[What the exercise asks] Without omitting anything, copy every entry word for word.

[Recorded data]
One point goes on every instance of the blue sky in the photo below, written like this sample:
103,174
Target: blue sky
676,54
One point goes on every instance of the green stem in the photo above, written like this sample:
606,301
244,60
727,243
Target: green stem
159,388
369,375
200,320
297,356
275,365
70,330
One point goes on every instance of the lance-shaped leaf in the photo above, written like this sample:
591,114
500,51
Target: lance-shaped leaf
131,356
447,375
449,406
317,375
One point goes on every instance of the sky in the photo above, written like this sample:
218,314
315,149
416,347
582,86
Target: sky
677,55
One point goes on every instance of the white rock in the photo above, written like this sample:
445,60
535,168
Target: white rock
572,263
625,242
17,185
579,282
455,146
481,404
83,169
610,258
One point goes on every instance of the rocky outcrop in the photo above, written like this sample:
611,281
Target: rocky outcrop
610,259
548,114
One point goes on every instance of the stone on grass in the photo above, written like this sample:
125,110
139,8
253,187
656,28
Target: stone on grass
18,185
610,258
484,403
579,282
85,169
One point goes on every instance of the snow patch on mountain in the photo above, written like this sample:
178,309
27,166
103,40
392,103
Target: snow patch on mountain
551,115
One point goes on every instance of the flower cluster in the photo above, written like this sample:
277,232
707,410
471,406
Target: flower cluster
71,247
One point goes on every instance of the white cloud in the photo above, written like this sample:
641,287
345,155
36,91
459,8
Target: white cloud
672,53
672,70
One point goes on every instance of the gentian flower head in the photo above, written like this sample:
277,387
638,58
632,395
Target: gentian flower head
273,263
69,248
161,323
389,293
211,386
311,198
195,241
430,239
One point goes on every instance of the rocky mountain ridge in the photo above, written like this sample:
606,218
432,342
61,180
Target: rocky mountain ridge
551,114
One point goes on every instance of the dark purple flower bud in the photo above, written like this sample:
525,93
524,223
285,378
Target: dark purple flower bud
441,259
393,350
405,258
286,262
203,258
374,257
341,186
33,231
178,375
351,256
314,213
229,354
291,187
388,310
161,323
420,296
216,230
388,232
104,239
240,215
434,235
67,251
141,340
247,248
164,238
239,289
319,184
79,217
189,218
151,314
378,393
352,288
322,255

[Output of the task]
One point goes on every instance of the blue sky in the photo below, written like this sample:
103,174
Target: blue sky
676,54
One point goes on every instance of the green stem in the photo above, written like this sample:
606,301
244,60
727,243
Target: green stem
159,388
369,375
200,320
297,356
275,365
70,330
One point goes on every instance of the lance-shaped leaf in the photo above, written like this sample:
591,114
500,51
Target: lance-shaped leaf
131,356
447,375
449,406
317,375
One point goes on every instance of the sky in the photo above, written like this sample:
218,314
315,149
416,347
582,86
Target: sky
677,55
One point goes on every instance of the white rock in the photo above, written like this sample:
445,60
535,168
Target: white rock
572,263
625,242
17,185
579,282
455,146
481,404
83,169
610,258
One point goes on every instance of the rocky outcrop in the photo above, written like this sample:
611,281
Target: rocky outcrop
610,259
548,114
One point goes on every instance of the stone on grass in the photo above, written like this sample:
125,110
139,8
253,187
656,28
Target: stone on grass
18,185
610,258
484,403
579,282
85,169
One point goes on every instance of the snow patch on mountain in the photo above, written like this sample:
178,309
27,166
103,40
392,103
Target: snow patch on mountain
551,115
One point goes on every instance of the flower cluster in the photo above, written like this sample:
277,232
707,410
471,406
Target: flower cluster
71,247
One point goes on every instance of the white cloud in the photo above, written like this sample:
641,287
345,155
36,91
459,8
Target: white cloud
672,53
672,70
One point goes on every instance of the gentian flower head in the photo above, written like this sample:
277,387
638,58
632,395
Target: gentian flower head
273,263
69,248
161,323
389,293
211,386
311,198
195,241
430,239
One point goes on every instance of the rocky mountain ridge in the photo above, written like this sample:
606,218
432,342
61,180
Target: rocky mountain ridge
551,114
One point goes on every instance of the dark purple flower bud in the photo above, written like this sample:
525,93
524,223
285,378
Target: dark purple flower bud
441,259
393,350
405,258
286,262
203,258
374,257
341,186
33,231
178,375
351,256
314,213
229,354
291,187
388,310
161,323
420,296
216,230
388,232
104,239
240,215
434,235
67,251
141,340
247,248
164,238
239,289
319,184
79,217
189,218
151,314
378,393
352,288
322,255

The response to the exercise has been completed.